Written request 1:
Count the lines in the rows below that contain the string "castle", treating uppercase and lowercase letters as distinct. Give only the number.

Text shown:
*****
[Intel-gfx] [PATCH 07/19] drm/i915/icl: Mind the SFC units when resetting VD or VEBox engines

Thu Dec 13 09:24:15 UTC 2018

On 13/12/2018 08:47, Chris Wilson wrote:
> Quoting Tvrtko Ursulin (2018-12-13 08:20:58)
>>
>> On 12/12/2018 14:36, Tvrtko Ursulin wrote:
>>>
>>> On 12/12/2018 13:41, Chris Wilson wrote:
>>>> From: Oscar Mateo <oscar.mateo at intel.com>
>>>>
>>>> SFC (Scaler & Format Converter) units are shared between VD and VEBoxes.
>>>> They also happen to have separate reset bits. So, whenever we want to
>>>> reset
>>>> one or more of the media engines, we have to make sure the SFCs do not
>>>> change owner in the process and, if this owner happens to be one of the
>>>> engines being reset, we need to reset the SFC as well.
*****
Raw records:

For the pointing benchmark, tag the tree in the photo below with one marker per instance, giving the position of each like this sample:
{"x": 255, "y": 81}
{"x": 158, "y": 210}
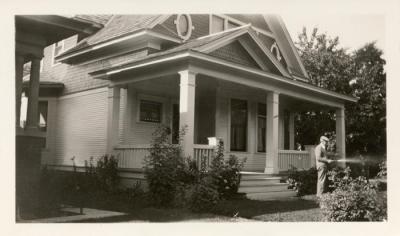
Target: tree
{"x": 366, "y": 123}
{"x": 329, "y": 66}
{"x": 359, "y": 74}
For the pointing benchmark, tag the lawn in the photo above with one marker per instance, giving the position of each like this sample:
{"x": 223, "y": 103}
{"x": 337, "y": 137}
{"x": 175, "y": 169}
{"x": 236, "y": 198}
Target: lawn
{"x": 237, "y": 210}
{"x": 288, "y": 210}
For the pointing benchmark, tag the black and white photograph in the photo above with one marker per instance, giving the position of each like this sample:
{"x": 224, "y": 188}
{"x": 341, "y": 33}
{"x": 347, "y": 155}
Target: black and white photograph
{"x": 214, "y": 117}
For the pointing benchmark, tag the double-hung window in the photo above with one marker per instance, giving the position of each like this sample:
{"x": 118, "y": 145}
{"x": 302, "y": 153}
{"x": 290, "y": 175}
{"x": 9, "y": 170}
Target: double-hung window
{"x": 57, "y": 50}
{"x": 261, "y": 127}
{"x": 238, "y": 125}
{"x": 150, "y": 111}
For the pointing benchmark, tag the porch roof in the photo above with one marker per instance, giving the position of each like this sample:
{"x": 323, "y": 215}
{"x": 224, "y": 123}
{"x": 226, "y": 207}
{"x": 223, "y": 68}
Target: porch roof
{"x": 188, "y": 55}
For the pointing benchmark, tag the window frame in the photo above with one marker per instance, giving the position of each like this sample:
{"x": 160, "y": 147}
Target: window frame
{"x": 160, "y": 111}
{"x": 258, "y": 115}
{"x": 150, "y": 98}
{"x": 247, "y": 125}
{"x": 53, "y": 62}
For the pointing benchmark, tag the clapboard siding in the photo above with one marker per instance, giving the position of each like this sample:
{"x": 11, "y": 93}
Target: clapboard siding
{"x": 81, "y": 125}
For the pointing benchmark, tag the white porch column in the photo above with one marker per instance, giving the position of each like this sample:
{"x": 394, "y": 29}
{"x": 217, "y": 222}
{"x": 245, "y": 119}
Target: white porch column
{"x": 113, "y": 118}
{"x": 340, "y": 133}
{"x": 187, "y": 109}
{"x": 19, "y": 71}
{"x": 271, "y": 165}
{"x": 33, "y": 103}
{"x": 291, "y": 130}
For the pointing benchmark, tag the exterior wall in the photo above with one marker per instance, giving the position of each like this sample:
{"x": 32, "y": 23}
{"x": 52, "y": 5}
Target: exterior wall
{"x": 138, "y": 132}
{"x": 49, "y": 150}
{"x": 76, "y": 77}
{"x": 235, "y": 52}
{"x": 81, "y": 124}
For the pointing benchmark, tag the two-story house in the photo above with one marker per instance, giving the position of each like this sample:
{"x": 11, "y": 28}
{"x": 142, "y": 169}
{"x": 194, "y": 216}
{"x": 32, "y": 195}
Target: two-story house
{"x": 234, "y": 77}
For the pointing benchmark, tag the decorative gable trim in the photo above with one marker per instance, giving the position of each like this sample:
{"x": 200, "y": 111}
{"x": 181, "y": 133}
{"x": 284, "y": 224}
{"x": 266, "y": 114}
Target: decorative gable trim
{"x": 207, "y": 48}
{"x": 279, "y": 29}
{"x": 254, "y": 55}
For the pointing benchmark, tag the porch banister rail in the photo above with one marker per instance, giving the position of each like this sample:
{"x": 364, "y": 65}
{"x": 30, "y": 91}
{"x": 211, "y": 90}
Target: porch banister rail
{"x": 291, "y": 158}
{"x": 203, "y": 153}
{"x": 131, "y": 156}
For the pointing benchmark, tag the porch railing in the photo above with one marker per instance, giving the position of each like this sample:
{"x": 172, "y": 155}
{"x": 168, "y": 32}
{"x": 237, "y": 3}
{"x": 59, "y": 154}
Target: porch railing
{"x": 203, "y": 154}
{"x": 291, "y": 158}
{"x": 131, "y": 156}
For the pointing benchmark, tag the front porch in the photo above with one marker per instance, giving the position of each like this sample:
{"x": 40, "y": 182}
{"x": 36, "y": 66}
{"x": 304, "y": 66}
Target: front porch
{"x": 268, "y": 121}
{"x": 132, "y": 157}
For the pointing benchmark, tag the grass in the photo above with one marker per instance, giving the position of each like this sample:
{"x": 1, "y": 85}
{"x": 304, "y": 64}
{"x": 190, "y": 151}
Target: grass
{"x": 237, "y": 210}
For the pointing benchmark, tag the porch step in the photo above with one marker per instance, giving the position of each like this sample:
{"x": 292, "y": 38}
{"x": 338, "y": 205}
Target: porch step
{"x": 261, "y": 186}
{"x": 271, "y": 195}
{"x": 276, "y": 187}
{"x": 254, "y": 176}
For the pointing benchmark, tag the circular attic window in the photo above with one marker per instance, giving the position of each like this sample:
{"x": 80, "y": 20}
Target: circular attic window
{"x": 275, "y": 50}
{"x": 184, "y": 26}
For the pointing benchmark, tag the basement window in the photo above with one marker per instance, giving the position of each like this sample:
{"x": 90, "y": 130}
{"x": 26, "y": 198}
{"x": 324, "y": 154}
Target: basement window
{"x": 150, "y": 111}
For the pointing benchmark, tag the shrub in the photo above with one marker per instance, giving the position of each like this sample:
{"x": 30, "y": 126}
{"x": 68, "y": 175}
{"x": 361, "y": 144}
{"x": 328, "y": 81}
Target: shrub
{"x": 303, "y": 182}
{"x": 382, "y": 174}
{"x": 352, "y": 199}
{"x": 226, "y": 173}
{"x": 107, "y": 173}
{"x": 203, "y": 196}
{"x": 166, "y": 169}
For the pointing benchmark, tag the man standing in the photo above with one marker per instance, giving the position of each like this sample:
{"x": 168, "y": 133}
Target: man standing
{"x": 322, "y": 167}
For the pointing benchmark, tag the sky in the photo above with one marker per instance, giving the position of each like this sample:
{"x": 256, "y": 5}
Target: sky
{"x": 353, "y": 30}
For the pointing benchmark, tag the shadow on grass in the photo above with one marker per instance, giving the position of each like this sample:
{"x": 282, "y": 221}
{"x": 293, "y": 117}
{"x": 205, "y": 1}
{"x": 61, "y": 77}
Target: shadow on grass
{"x": 252, "y": 208}
{"x": 148, "y": 215}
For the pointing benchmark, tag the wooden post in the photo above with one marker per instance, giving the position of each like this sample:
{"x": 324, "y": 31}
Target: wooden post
{"x": 33, "y": 100}
{"x": 19, "y": 71}
{"x": 113, "y": 118}
{"x": 187, "y": 109}
{"x": 271, "y": 165}
{"x": 291, "y": 131}
{"x": 340, "y": 133}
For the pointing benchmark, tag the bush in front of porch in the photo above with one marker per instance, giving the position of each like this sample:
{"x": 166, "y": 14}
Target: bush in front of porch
{"x": 353, "y": 199}
{"x": 178, "y": 181}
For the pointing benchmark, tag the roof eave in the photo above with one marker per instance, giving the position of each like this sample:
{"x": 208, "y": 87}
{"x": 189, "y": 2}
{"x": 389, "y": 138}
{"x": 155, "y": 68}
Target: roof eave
{"x": 67, "y": 56}
{"x": 104, "y": 74}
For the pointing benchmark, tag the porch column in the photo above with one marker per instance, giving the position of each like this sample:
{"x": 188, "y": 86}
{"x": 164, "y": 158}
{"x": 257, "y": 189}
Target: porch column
{"x": 291, "y": 130}
{"x": 113, "y": 118}
{"x": 33, "y": 99}
{"x": 340, "y": 133}
{"x": 271, "y": 165}
{"x": 186, "y": 109}
{"x": 19, "y": 71}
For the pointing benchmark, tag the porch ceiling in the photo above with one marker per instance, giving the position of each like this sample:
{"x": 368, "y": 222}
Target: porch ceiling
{"x": 221, "y": 69}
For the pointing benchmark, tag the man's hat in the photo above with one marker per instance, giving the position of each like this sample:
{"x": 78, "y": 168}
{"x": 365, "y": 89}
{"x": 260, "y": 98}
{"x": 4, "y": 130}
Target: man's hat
{"x": 323, "y": 138}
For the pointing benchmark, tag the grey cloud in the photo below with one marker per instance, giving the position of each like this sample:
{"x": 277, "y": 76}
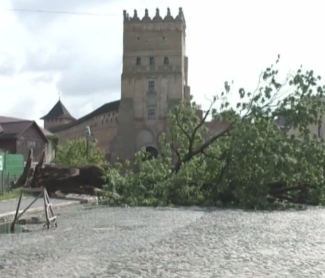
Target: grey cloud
{"x": 8, "y": 66}
{"x": 42, "y": 59}
{"x": 44, "y": 78}
{"x": 40, "y": 20}
{"x": 89, "y": 77}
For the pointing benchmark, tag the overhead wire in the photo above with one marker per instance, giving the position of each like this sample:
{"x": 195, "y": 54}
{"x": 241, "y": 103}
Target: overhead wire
{"x": 60, "y": 12}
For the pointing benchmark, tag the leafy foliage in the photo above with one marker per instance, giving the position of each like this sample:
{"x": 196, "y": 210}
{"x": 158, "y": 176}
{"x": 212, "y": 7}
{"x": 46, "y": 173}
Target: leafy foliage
{"x": 74, "y": 153}
{"x": 54, "y": 139}
{"x": 249, "y": 162}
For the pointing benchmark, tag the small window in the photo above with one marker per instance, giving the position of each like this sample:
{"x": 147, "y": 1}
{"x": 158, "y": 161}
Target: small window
{"x": 320, "y": 131}
{"x": 151, "y": 86}
{"x": 151, "y": 113}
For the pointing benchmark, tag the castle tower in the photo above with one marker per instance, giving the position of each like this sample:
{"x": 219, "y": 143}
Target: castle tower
{"x": 58, "y": 115}
{"x": 154, "y": 79}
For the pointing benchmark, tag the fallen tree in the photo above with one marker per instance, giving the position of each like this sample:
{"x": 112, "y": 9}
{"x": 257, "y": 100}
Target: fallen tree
{"x": 247, "y": 161}
{"x": 69, "y": 179}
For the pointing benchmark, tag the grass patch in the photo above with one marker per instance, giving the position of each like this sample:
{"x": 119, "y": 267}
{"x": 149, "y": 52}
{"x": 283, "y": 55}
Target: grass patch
{"x": 14, "y": 194}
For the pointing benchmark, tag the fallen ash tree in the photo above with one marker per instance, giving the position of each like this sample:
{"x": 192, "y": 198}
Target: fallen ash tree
{"x": 243, "y": 156}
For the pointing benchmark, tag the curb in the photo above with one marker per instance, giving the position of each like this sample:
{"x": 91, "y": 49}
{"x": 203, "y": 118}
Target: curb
{"x": 5, "y": 216}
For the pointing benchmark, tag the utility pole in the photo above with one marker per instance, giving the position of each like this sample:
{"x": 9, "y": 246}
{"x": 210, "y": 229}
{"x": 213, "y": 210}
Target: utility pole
{"x": 88, "y": 135}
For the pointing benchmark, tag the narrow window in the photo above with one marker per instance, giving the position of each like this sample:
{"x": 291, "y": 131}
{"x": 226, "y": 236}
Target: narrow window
{"x": 151, "y": 113}
{"x": 320, "y": 131}
{"x": 151, "y": 86}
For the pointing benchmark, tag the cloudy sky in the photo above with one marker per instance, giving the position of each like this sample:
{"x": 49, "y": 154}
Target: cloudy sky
{"x": 80, "y": 56}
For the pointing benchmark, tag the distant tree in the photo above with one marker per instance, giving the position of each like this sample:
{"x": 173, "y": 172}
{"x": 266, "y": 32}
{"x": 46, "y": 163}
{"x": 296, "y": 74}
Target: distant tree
{"x": 75, "y": 153}
{"x": 251, "y": 163}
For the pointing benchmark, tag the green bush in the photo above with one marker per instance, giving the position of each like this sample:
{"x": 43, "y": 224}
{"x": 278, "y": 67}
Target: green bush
{"x": 251, "y": 163}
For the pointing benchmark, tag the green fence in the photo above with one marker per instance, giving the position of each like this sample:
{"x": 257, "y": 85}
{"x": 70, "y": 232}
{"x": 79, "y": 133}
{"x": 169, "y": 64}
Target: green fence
{"x": 11, "y": 167}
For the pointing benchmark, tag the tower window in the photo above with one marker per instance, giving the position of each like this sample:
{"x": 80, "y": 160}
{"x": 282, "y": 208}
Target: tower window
{"x": 320, "y": 131}
{"x": 151, "y": 113}
{"x": 151, "y": 86}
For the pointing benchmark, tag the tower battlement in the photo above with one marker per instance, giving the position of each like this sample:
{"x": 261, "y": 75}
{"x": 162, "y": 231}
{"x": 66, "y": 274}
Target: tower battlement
{"x": 157, "y": 18}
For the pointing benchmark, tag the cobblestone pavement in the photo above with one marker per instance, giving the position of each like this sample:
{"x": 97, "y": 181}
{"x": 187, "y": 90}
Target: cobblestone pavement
{"x": 188, "y": 242}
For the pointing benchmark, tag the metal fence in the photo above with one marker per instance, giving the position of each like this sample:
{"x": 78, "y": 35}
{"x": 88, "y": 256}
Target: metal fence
{"x": 6, "y": 179}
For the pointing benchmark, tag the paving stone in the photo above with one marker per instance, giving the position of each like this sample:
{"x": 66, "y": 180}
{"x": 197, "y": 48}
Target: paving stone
{"x": 180, "y": 242}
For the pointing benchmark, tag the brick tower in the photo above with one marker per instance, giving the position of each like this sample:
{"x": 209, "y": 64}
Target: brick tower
{"x": 154, "y": 79}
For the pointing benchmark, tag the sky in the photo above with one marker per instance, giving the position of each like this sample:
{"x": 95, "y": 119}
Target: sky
{"x": 79, "y": 56}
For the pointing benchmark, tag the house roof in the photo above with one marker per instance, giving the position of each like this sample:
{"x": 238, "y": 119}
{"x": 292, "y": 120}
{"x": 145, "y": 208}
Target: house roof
{"x": 4, "y": 119}
{"x": 108, "y": 107}
{"x": 58, "y": 111}
{"x": 12, "y": 130}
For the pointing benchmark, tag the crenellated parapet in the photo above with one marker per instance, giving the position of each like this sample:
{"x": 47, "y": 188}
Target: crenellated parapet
{"x": 157, "y": 18}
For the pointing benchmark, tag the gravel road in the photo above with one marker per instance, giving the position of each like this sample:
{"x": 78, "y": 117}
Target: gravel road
{"x": 183, "y": 242}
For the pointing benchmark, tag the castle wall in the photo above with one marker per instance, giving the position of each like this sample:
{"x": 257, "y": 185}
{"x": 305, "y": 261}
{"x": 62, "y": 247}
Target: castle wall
{"x": 153, "y": 52}
{"x": 103, "y": 127}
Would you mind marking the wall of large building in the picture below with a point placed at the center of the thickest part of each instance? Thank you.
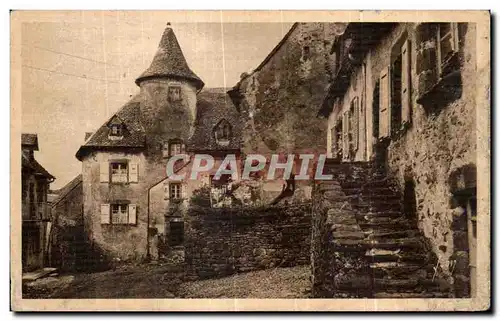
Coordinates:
(220, 242)
(124, 241)
(439, 142)
(281, 97)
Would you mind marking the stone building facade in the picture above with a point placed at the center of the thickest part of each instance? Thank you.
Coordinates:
(35, 181)
(132, 210)
(403, 97)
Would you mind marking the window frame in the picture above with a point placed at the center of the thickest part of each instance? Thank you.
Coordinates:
(173, 189)
(177, 96)
(119, 212)
(441, 65)
(127, 171)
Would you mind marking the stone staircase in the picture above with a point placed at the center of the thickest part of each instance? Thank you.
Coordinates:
(377, 250)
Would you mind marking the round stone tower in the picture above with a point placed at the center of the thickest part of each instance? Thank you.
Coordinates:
(168, 90)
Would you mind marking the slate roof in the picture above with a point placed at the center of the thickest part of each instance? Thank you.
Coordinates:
(31, 165)
(29, 141)
(214, 105)
(67, 188)
(133, 134)
(169, 61)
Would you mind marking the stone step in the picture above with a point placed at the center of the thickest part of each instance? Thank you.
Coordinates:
(396, 284)
(377, 206)
(382, 255)
(383, 233)
(374, 182)
(387, 222)
(401, 270)
(402, 295)
(396, 244)
(369, 215)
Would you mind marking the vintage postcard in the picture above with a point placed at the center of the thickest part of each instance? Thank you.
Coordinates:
(250, 161)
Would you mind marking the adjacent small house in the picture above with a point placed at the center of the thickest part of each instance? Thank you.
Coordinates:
(36, 223)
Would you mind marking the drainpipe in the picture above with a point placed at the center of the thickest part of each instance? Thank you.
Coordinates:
(365, 100)
(148, 253)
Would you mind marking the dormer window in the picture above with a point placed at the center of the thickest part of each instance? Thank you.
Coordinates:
(174, 93)
(222, 133)
(173, 147)
(116, 128)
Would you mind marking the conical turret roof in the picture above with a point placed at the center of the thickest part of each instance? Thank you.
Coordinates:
(169, 61)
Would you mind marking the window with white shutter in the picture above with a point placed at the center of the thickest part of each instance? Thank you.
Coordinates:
(345, 136)
(354, 119)
(104, 172)
(119, 171)
(132, 214)
(406, 83)
(105, 214)
(133, 174)
(166, 192)
(385, 103)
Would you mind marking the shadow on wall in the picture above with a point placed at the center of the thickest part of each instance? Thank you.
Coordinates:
(71, 250)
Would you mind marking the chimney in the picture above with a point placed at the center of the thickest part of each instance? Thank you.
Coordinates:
(87, 135)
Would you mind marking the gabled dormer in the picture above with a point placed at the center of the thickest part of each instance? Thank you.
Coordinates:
(117, 128)
(223, 132)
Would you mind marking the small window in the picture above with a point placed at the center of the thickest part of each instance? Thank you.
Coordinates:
(223, 132)
(306, 53)
(116, 130)
(119, 214)
(447, 38)
(119, 172)
(173, 148)
(176, 236)
(396, 94)
(174, 93)
(175, 191)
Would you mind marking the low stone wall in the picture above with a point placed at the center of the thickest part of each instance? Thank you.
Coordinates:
(224, 241)
(338, 265)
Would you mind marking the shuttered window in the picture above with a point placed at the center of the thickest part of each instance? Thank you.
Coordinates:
(132, 214)
(354, 126)
(119, 213)
(345, 136)
(406, 83)
(385, 103)
(105, 215)
(133, 174)
(104, 172)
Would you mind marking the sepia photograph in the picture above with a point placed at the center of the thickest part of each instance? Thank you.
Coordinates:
(289, 160)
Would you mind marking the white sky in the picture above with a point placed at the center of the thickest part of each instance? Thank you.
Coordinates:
(76, 75)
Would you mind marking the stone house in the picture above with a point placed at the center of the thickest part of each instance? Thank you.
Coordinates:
(131, 210)
(35, 181)
(403, 100)
(67, 248)
(278, 101)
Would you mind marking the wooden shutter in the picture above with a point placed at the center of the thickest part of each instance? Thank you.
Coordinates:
(133, 173)
(132, 214)
(345, 136)
(183, 190)
(355, 123)
(385, 103)
(405, 83)
(334, 142)
(105, 214)
(104, 172)
(166, 191)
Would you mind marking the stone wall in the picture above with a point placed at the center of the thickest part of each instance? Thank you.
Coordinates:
(280, 98)
(439, 141)
(225, 241)
(339, 267)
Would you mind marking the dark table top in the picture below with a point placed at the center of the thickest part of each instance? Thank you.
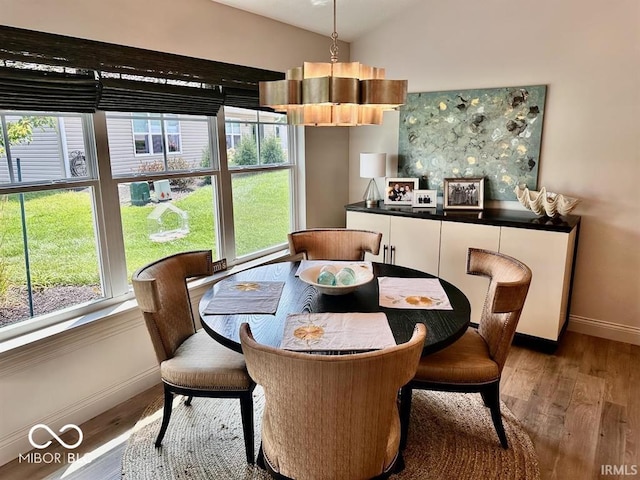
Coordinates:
(443, 326)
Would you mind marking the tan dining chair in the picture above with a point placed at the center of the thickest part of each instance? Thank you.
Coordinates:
(474, 363)
(191, 362)
(331, 416)
(334, 243)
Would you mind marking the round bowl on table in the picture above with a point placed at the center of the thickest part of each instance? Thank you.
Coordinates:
(310, 276)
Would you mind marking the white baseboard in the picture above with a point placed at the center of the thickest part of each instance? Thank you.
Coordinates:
(610, 331)
(85, 409)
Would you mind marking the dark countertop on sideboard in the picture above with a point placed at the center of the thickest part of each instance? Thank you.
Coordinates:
(497, 217)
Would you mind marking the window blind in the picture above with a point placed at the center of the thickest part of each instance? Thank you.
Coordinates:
(119, 77)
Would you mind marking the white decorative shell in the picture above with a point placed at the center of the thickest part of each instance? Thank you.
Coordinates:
(543, 203)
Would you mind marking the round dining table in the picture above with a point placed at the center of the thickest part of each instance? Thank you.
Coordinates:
(443, 326)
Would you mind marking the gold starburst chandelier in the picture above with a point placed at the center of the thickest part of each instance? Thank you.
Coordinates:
(334, 94)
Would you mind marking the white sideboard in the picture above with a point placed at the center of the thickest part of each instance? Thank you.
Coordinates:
(437, 242)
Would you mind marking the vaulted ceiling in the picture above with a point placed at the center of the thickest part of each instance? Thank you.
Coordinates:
(354, 17)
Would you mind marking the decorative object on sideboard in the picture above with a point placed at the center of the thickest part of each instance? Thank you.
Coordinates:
(334, 94)
(545, 203)
(400, 191)
(463, 193)
(372, 166)
(425, 199)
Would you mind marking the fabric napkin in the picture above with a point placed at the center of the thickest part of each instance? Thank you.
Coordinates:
(245, 297)
(304, 264)
(417, 293)
(337, 331)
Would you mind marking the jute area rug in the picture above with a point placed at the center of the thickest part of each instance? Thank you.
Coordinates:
(451, 437)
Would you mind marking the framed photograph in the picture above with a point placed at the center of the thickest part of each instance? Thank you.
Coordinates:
(400, 191)
(425, 199)
(464, 193)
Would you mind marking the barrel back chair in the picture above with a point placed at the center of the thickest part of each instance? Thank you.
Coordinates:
(331, 416)
(334, 243)
(474, 363)
(191, 362)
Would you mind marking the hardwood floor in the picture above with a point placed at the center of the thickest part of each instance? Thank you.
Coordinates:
(581, 407)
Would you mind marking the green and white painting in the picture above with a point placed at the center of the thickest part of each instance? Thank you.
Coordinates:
(493, 133)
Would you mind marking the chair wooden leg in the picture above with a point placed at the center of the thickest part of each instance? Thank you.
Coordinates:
(260, 459)
(405, 412)
(246, 411)
(166, 415)
(491, 397)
*****
Written request 2:
Go on with the patch discussion about SFC units and media engine resets, starting right after its last sentence above.

Output 1:
4

Output 2:
>>>>
>>>> This happens in 4 steps:
>>>>
>>>> 1) Tell the engine that a software reset is going to happen. The engine
>>>> will then try to force lock the SFC (if currently locked, it will
>>>> remain so; if currently unlocked, it will ignore this and all new lock
>>>> requests).
>>>>
>>>> 2) Poll the ack bit to make sure the hardware has received the forced
>>>> lock from the driver. Once this bit is set, it indicates SFC status
>>>> (lock or unlock) will not change anymore (until we tell the engine it
>>>> is safe to unlock again).
>>>>
>>>> 3) Check the usage bit to see if the SFC has ended up being locked to
>>>> the engine we want to reset. If this is the case, we have to reset
>>>> the SFC as well.
>>>>
>>>> 4) Unlock all the SFCs once the reset sequence is completed.
>>>>
>>>> Obviously, if we are resetting the whole GPU, we don't have to worry
>>>> about all of this.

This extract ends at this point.